* _RECORDS FOR THIS EXERCISE_
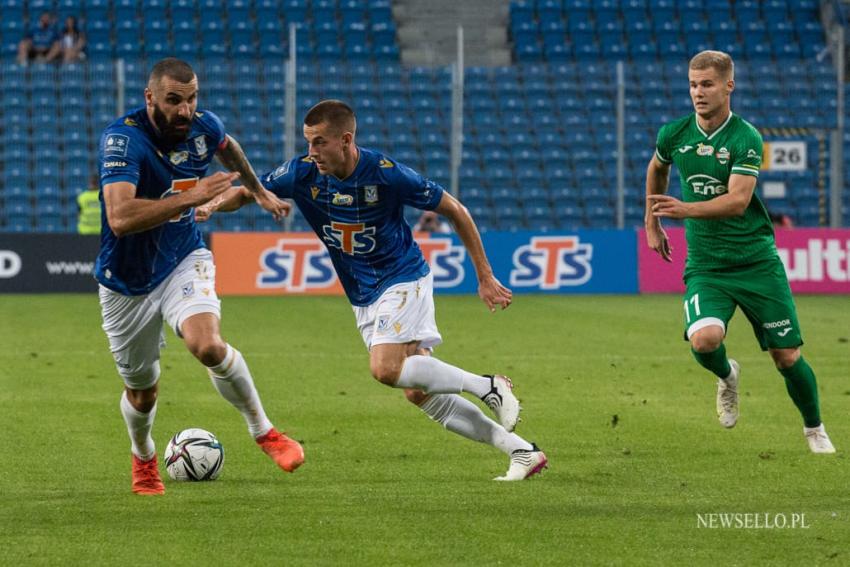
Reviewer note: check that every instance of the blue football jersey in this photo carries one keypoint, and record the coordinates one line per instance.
(361, 219)
(131, 151)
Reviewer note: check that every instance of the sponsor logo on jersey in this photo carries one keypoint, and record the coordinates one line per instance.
(281, 170)
(200, 146)
(703, 150)
(351, 238)
(296, 264)
(116, 145)
(370, 194)
(445, 258)
(343, 199)
(702, 184)
(177, 158)
(552, 262)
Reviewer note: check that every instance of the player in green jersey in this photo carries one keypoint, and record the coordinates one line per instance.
(732, 260)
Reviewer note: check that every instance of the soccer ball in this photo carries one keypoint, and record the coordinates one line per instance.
(194, 454)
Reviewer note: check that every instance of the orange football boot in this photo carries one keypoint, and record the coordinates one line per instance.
(286, 452)
(146, 478)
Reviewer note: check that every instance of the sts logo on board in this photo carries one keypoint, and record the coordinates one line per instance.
(445, 258)
(552, 262)
(296, 265)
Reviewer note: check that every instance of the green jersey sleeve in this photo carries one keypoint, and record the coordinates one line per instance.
(662, 146)
(747, 153)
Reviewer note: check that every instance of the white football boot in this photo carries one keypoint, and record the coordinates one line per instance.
(502, 401)
(525, 464)
(818, 439)
(727, 396)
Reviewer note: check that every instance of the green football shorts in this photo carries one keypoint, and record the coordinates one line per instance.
(761, 291)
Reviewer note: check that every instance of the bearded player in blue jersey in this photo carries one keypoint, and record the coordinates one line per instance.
(153, 266)
(354, 200)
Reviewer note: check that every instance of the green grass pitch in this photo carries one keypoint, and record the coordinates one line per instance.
(609, 390)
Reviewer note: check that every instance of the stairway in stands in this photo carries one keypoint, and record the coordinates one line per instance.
(427, 31)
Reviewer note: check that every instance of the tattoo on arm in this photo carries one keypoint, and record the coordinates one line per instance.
(234, 159)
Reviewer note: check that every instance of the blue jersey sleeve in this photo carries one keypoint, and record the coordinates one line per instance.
(216, 127)
(281, 181)
(416, 191)
(120, 156)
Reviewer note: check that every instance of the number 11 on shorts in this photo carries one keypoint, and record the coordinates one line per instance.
(694, 300)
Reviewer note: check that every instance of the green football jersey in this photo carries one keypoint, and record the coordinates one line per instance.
(705, 163)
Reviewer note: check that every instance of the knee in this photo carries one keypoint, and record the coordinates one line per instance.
(785, 357)
(707, 340)
(385, 372)
(210, 351)
(415, 397)
(142, 400)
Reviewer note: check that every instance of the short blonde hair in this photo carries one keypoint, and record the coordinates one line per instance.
(717, 60)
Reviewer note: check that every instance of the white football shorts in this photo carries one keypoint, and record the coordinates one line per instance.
(404, 313)
(134, 323)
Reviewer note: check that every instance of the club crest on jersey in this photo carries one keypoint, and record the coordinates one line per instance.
(370, 194)
(281, 170)
(178, 157)
(201, 146)
(116, 145)
(343, 199)
(189, 290)
(703, 150)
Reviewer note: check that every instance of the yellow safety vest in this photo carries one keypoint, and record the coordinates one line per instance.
(89, 221)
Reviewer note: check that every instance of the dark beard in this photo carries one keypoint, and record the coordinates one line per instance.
(170, 135)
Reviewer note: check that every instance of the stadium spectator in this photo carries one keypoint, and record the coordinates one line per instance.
(88, 203)
(432, 222)
(41, 42)
(153, 265)
(73, 41)
(354, 198)
(732, 259)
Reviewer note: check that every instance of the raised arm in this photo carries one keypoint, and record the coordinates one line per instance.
(657, 179)
(490, 290)
(127, 214)
(232, 157)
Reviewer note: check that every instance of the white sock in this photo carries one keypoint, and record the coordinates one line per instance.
(434, 376)
(459, 415)
(139, 427)
(233, 381)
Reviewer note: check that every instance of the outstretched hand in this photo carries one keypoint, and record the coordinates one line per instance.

* _ASSIGNMENT_
Your answer must be an exact copy of the entries above, with no pictures in it.

* _WORKED SOLUTION_
Reviewer note: check that every instance of the blue football jersey in this photo carries one keypoint, and record the coordinates one line per instance.
(361, 219)
(131, 151)
Reviewer note: check that every instance of the sponsor logo on jersey in this photo carries one keypoint, and record the coordinates one line per instance.
(281, 170)
(200, 146)
(703, 150)
(351, 238)
(296, 264)
(116, 145)
(370, 194)
(445, 258)
(343, 199)
(702, 184)
(177, 158)
(552, 262)
Reviewer note: check that every instance of the player in green jersey in this photo carries one keypoint, and record the coordinates one line per instance.
(732, 260)
Reviewer note: check that every instance of the soccer ball in this photo carries one keypoint, and record the coordinates one line per instance.
(194, 454)
Reviewer note: check that every instance of the orange football boot in this photo carries one keypoint, and record the coordinates one line per instance.
(286, 452)
(146, 478)
Reviewer note: check that every instance of the sts logo on board in this photo carries one keypoint, and record the coordinates one line per instance.
(445, 258)
(552, 262)
(296, 265)
Reviewer note: check that every instance of the green jersey sleeve in this photo carries one keypoint, and record the coordinates one line per instance.
(662, 146)
(747, 153)
Reviewer note: check that every instance of the white football boot in this photo carries one keypoint, and record the coordinates one line per instance.
(502, 401)
(525, 464)
(818, 439)
(727, 396)
Reviewer note: check that every instance of the green football shorts in this photo carries one keypoint, and record the coordinates one line per instance.
(761, 291)
Reviewer note: check that every instance of the bearded player in blue jersey in this photo carries one keypoint, and record the coordinates one line per instance.
(153, 266)
(354, 200)
Reviewer note: check that every instance of the green grass pitch in this photo carries one keypoint, and record the coordinates one line per instance.
(609, 390)
Reviewer note: check that every instance of the stairway in stands in this photo carries one keypoint, and record the coordinates one line per instance.
(427, 31)
Reviewer note: check that every instance of the tattoo on arm in this photo carries one keypoint, and record the coordinates one line per instance.
(234, 159)
Reviewer note: check that every instance of the blue jersey sleeve in this photo carries one keypoint, and record the coordinates one line per instance.
(216, 127)
(281, 181)
(416, 191)
(120, 156)
Reviewer note: check that every instance of the number 11 on shorts in this photo carries one keypoint, and record the coordinates one line per instance.
(694, 300)
Reviewer note: check that every instance of the green football jersey in this photo carries one keypoint, and record the coordinates one line per instance.
(705, 163)
Reviewer note: check that every instance of the knee in this photo carries one keypoint, and record the coordinates one line per instance.
(785, 357)
(707, 340)
(385, 372)
(210, 351)
(415, 397)
(142, 400)
Reviewer note: check that every instance of the short blonde hair in this photo carries one keypoint, and record the coordinates one line per instance.
(717, 60)
Reviewer note: check that every instance of the white football shorts in this photo carries one keypoint, and record the coordinates one line per instance.
(404, 313)
(134, 323)
Reviewer note: check that every instance of the club crest on jersey in this photo carries one keypoint, and record the coordinates one line per instance.
(370, 194)
(281, 170)
(178, 157)
(201, 146)
(116, 145)
(343, 199)
(189, 290)
(703, 150)
Reviewer note: check that every instance of the yellow safety vest in this photo carries one keypoint, and record the coordinates one line per instance.
(89, 221)
Reviewer note: check that every instance of the dark beard in this photo carries one keypoint, and record the coordinates one line per instance.
(170, 135)
Reviewer note: check that every instance of the stadium spectator in this photo carries one keypoint, and record the coordinates one line per instance.
(88, 203)
(432, 222)
(41, 42)
(153, 265)
(73, 41)
(354, 198)
(732, 259)
Reviewer note: check that every instance of the raised arm in this photo carries one keypoint, and record the coordinates one line per instance.
(657, 179)
(490, 290)
(127, 214)
(232, 157)
Reviewer note: check that every instance of the white sock in this photo carries one keypoint, and record the coordinates one line per instance.
(434, 376)
(459, 415)
(139, 427)
(233, 381)
Reviewer note: check that every instance of the outstretched hand in this photo carries one keypoint, and record the coordinates one line per instance.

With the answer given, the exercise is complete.